======== The records

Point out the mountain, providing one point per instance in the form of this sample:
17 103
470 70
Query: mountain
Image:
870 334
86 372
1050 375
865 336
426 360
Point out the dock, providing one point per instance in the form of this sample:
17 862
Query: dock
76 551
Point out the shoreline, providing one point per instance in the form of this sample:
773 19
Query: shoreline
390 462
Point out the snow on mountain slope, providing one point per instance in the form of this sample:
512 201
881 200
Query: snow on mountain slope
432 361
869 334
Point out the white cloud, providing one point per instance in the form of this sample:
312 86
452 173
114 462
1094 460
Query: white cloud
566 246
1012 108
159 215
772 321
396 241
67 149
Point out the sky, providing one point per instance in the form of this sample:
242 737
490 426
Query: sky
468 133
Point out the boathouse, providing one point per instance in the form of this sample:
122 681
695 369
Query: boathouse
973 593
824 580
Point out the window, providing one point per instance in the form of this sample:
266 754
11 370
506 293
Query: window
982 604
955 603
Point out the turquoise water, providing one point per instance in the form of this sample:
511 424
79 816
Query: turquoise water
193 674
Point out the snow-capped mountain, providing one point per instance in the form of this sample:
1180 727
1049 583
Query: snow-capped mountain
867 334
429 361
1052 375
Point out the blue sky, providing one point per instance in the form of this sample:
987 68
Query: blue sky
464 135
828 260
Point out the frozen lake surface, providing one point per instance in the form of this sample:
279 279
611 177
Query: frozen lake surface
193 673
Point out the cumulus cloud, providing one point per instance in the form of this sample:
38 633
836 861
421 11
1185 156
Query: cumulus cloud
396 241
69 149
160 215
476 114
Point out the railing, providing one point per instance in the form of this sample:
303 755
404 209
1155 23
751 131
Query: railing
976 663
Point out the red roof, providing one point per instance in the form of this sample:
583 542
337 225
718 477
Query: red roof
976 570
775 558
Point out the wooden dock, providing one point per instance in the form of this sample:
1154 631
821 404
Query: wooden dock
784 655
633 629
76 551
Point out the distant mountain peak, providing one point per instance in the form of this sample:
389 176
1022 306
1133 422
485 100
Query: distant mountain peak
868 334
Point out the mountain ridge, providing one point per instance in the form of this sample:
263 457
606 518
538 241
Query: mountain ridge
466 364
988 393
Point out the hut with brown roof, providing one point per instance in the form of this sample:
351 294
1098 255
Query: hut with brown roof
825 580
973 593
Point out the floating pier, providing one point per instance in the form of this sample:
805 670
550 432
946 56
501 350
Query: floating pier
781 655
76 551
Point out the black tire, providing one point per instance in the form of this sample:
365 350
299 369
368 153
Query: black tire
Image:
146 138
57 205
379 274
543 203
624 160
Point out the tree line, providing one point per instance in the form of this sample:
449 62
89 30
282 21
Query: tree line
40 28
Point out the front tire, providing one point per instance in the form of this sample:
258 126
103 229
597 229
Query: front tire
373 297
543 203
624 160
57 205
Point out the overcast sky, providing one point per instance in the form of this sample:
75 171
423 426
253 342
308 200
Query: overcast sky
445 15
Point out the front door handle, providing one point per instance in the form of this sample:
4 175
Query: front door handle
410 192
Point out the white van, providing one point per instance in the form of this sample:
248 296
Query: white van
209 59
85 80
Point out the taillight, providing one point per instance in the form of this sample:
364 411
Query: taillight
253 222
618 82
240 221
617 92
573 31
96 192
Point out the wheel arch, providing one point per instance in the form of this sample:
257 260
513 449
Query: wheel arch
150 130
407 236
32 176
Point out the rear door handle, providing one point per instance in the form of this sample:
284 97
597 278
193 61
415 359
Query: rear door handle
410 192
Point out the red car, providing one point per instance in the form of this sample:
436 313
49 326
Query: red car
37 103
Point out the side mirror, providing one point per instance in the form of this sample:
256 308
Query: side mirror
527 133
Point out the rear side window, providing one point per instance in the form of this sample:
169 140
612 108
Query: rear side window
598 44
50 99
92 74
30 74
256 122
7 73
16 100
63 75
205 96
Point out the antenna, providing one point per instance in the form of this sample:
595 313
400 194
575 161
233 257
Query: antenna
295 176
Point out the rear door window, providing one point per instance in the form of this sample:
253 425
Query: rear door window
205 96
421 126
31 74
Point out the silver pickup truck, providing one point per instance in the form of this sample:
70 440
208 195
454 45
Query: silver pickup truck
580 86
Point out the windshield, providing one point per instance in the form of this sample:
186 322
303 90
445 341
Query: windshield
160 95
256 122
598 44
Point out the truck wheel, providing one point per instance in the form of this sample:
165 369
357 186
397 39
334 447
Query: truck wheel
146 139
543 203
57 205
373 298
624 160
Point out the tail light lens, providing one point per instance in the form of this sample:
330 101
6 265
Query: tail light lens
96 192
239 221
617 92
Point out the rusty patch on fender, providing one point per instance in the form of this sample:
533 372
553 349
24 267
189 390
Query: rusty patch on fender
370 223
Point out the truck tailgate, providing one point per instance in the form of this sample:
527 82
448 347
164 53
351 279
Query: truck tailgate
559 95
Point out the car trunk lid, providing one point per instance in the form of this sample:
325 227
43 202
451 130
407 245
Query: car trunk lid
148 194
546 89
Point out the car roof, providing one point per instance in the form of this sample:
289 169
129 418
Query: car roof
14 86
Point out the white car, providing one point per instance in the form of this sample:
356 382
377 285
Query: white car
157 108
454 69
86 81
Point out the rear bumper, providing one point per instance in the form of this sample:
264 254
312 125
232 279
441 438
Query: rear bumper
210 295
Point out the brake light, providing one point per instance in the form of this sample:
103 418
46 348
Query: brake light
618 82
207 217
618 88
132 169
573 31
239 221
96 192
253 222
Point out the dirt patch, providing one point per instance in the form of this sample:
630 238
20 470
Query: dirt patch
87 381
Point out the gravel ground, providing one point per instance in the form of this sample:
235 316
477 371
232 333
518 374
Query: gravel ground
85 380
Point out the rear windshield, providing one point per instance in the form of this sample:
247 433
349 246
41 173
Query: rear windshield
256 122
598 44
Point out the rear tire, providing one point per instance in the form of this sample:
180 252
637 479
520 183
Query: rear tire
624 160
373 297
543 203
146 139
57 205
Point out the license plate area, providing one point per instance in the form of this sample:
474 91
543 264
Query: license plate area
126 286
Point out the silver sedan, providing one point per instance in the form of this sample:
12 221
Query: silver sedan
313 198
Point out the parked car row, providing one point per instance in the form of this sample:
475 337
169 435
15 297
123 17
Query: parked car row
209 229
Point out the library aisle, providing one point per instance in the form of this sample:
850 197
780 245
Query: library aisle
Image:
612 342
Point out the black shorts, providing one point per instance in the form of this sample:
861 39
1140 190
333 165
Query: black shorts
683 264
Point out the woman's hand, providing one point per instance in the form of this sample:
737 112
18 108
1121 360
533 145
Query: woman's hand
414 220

================

Problem to work on
Each line from the one containing "Point out the parked" through the end of the entries, both included, is to be returned exactly, with no other lines.

Exercise answer
Point out the parked car row, providing one point per instance in the form of this sample:
475 337
169 435
15 297
123 17
Query: parked car row
209 229
Point out the library aisle, providing one point per instance in the form of this sample:
850 197
780 245
Query: library aisle
Image:
612 342
Point out the black shorts, providing one point per instance in the form of this sample:
861 39
1140 190
333 165
Query: black shorts
683 264
Point out the woman's hand, providing one point per instance in the form of this sample:
737 112
18 108
1121 360
533 145
Query: woman's hand
414 220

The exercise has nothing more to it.